-- Prompt --
The lines below, beginning at the one that contains "tag the bus in" and ending at the last, are to be retyped exactly.
++++ Data shown
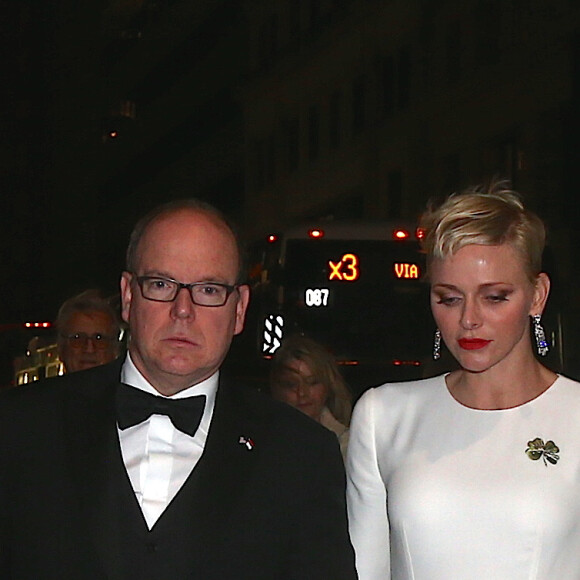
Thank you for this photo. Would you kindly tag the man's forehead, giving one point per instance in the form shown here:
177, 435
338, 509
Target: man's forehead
186, 234
187, 223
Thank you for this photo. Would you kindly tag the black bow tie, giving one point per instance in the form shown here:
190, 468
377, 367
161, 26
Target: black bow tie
135, 406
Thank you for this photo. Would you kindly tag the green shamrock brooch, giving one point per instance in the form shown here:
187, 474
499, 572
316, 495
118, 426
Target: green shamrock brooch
547, 451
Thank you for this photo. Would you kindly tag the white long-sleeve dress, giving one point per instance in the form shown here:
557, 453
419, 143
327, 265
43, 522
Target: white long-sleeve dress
440, 491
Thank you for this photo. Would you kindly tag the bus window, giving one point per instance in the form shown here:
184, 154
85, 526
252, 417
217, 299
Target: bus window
361, 292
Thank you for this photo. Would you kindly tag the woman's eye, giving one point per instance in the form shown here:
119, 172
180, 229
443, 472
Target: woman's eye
448, 300
497, 298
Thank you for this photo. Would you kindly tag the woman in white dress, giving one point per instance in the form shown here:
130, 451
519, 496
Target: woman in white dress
474, 474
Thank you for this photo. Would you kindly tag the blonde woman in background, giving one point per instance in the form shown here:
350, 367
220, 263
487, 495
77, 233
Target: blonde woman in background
306, 376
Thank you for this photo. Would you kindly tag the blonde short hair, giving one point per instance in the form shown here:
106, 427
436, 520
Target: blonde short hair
488, 216
322, 365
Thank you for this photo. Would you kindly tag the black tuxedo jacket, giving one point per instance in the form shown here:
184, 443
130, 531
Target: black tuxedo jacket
272, 512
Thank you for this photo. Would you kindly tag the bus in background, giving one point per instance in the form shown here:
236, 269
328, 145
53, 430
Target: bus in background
357, 288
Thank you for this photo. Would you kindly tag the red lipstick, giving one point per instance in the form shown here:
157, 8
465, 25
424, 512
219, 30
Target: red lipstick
472, 343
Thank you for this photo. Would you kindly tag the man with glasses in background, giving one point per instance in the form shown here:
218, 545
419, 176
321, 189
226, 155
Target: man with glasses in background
88, 331
157, 466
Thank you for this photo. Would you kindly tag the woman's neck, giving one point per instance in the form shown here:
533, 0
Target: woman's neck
500, 387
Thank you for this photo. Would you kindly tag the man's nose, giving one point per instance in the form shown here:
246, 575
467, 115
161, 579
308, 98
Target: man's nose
183, 306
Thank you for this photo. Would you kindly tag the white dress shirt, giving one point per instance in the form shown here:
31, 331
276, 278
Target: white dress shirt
158, 457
++++++++
-- Written response --
Thank you for this photo. Would you kindly tag the bus in background, giving one point per instance in the form shown here:
236, 269
328, 145
53, 430
Target: bus in background
357, 288
Thank you for this photo. Would you kindly tag the red lipstick, giving one point per instance in the form shown here:
157, 8
465, 25
424, 512
219, 30
Target: red lipstick
472, 343
Thank you for this photo. Would you kindly tag the man with glasses in background, giving one point per instance in the form shown here:
218, 545
419, 176
321, 189
226, 155
Target: man with glasses in background
88, 331
157, 466
Thank you for this photo. Would you kindly tag the woman's neck, giving one point per instance in the form shown here:
533, 0
Target: woman's neck
500, 387
Thank you for this photo. Would you kindly tag the man's nose, giving one point per instance in the form shown here:
246, 575
467, 115
161, 579
308, 98
Target: man's nose
183, 306
Thank you for this photo. Would you kindly tag the white dress shirt, giving one point per instance in the form shown here:
31, 331
276, 278
Target: white dress shirt
158, 457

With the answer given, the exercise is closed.